Texte source:
::::::::

L'OIT estime que, dans le monde entier, près d'un million d'enfants travaillent dans de petites exploitations minières et des carrières, activité considérée comme l'une des "pires formes de travail des enfants", selon la définition de la convention no 182. Le 12 juin dernier, l'OIT et ses partenaires ont organisé la célébration de la Journée mondiale contre le travail des enfants dans différents pays du monde, afin d'attirer l'attention sur le problème et de susciter un effort international en vue de le résoudre une fois pour toutes.

La dure réalité du travail des enfants dans les mines et les carrières

Dans les mines, les enfants descendent dans les entrailles de la terre, rampant à travers des galeries improvisées, étroites et mal éclairées, où l'air est chargé de poussières. Le risque d'accidents fatals est permanent à cause des chutes de pierres, des explosions, de l'effondrement des parois et de l'utilisation de matériel conçu pour des adultes.

Des entretiens réalisés avec 220 garçons et filles qui travaillent dans des mines du Népal ont révélé que les accidents étaient très fréquents. Près de 60 pour cent ont déclaré s'être blessés en travaillant. Ceux qui travaillent dans des mines d'or sont exposés au mercure utilisé pour extraire le métal précieux de la roche, produit toxique qui peut endommager définitivement certains organes et le système nerveux.

Bien souvent, les enfants sont astreints aux mêmes travaux que les adultes. Sous terre, par exemple, ils extraient le minerai, participent aux forages, poussent les chariots, nettoient les galeries et évacuent l'eau. Dans les rivières, ils creusent et plongent à la recherche de sédiments. Dans les gisements miniers, ils concassent des pierres, transportent des minéraux, sélectionnent les pierres précieuses et lavent l'or. Dans les mines qui produisent des matériaux industriels comme la glaise, le charbon et le sable, les enfants - souvent des filles - transportent de lourdes charges sur leur tête et sur leur dos, parfois par une chaleur caniculaire.

Aux abords des mines et dans leur famille, des enfants préparent les repas des mineurs, vont chercher l'eau et s'acquittent d'autres tâches domestiques. En dehors de leurs foyers, il n'est pas rare qu'ils travaillent dans les bars et les restaurants, voire qu'ils se prostituent.

::::::::

Données fournies:
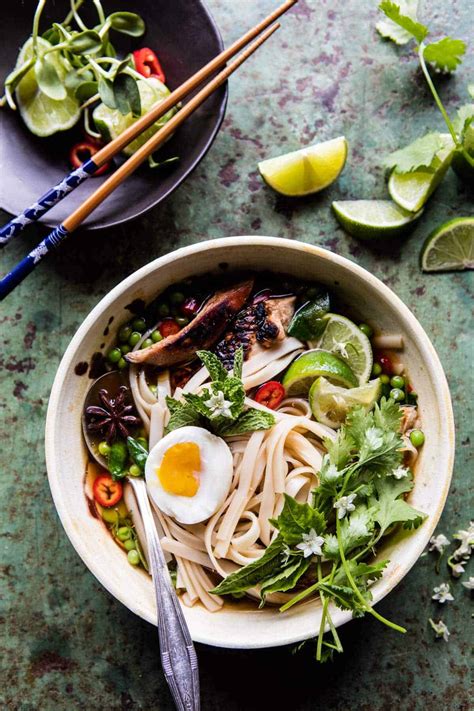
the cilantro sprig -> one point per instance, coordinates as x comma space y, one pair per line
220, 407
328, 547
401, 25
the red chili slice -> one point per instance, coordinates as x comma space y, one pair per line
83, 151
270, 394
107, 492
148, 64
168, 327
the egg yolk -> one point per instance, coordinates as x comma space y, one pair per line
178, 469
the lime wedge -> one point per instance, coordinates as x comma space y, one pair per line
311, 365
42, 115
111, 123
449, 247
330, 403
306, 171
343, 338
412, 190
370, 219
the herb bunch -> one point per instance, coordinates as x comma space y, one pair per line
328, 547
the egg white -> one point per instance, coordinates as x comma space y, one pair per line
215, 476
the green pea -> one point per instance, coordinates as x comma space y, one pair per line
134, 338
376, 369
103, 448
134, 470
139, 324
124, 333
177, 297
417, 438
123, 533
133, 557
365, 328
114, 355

::::::::

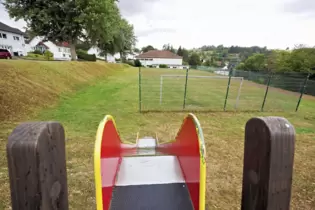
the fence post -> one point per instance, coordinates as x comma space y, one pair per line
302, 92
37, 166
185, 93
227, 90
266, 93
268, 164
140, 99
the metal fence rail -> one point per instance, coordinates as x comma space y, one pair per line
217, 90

::::::::

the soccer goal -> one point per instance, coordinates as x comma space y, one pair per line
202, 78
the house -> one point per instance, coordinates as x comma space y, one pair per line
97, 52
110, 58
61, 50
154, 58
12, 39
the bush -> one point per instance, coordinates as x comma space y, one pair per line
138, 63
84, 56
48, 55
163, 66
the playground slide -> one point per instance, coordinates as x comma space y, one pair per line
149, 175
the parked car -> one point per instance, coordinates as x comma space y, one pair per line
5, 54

::::::::

Les consignes:
1. Dites si chacune de ces affirmations est conforme au texte sur le travail des enfants dans les mines, en répondant par oui ou non et en citant les mots exacts du texte qui tranchent. (a) Près de 60 % des enfants interrogés au Népal ont dit s'être blessés au travail. (b) Les entretiens menés au Népal ont porté sur 500 enfants. (c) Dans les mines de glaise, de charbon et de sable, ce sont surtout des garçons qui portent les lourdes charges.
2. Donnez le nombre de lignes des entrées qui contiennent le mot « fence », sans rien d'autre.

Corrigé détaillé:
1.
(a) Oui : « Près de 60 pour cent ont déclaré s'être blessés en travaillant. »
(b) Non : « Des entretiens réalisés avec 220 garçons et filles qui travaillent dans des mines du Népal »
(c) Non : « les enfants - souvent des filles - transportent de lourdes charges sur leur tête et sur leur dos »

2. 2